**Problem requirements:** Make an exact copy of each entry, leaving out every picture.

====== The records

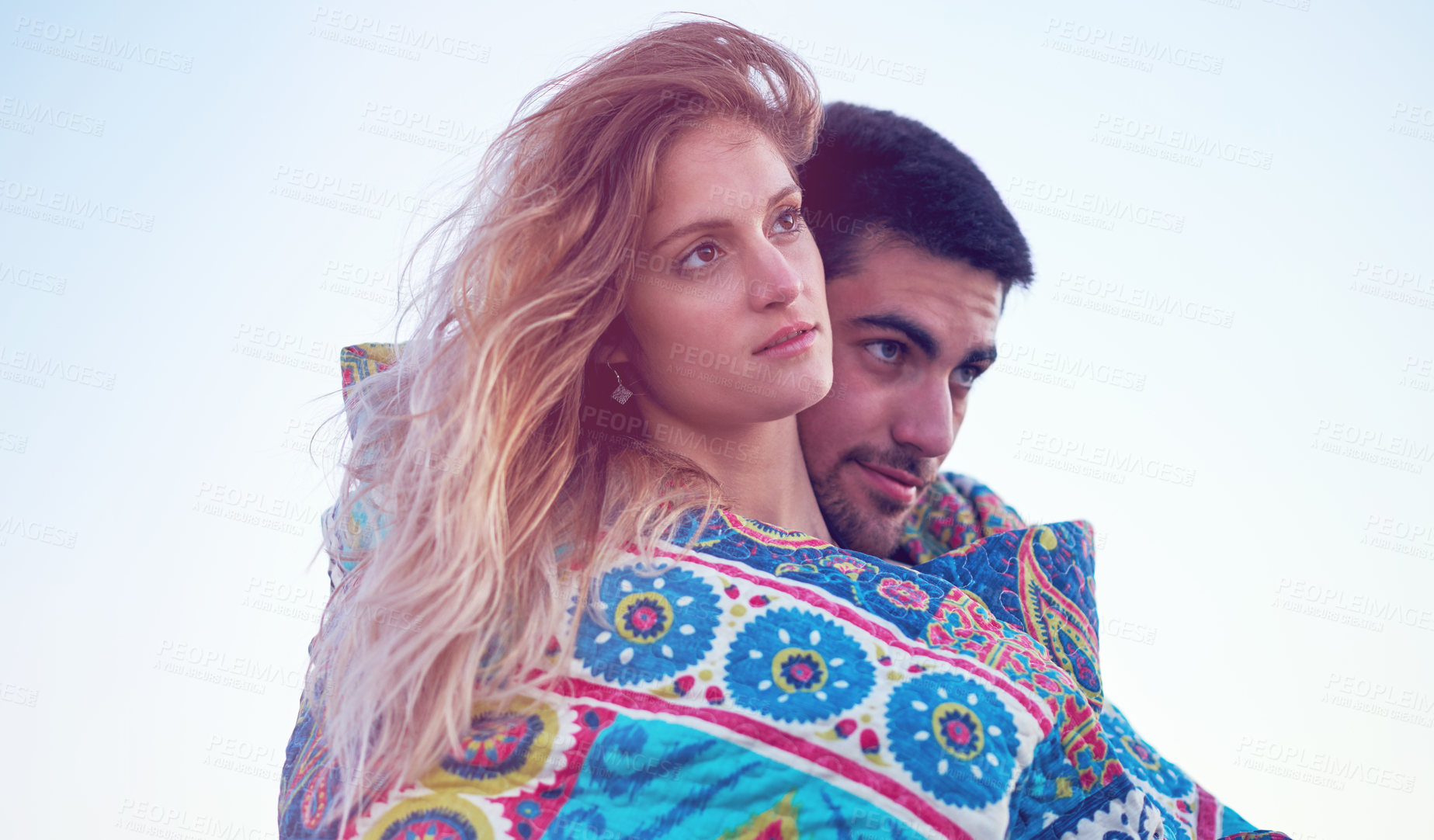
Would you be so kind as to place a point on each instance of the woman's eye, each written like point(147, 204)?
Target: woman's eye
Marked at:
point(700, 257)
point(787, 221)
point(885, 350)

============

**Solution for this task:**
Would you be so kind as to place a point on each instance of the woman's eye, each written like point(147, 204)?
Target: woman's eye
Marked at:
point(700, 257)
point(787, 221)
point(885, 350)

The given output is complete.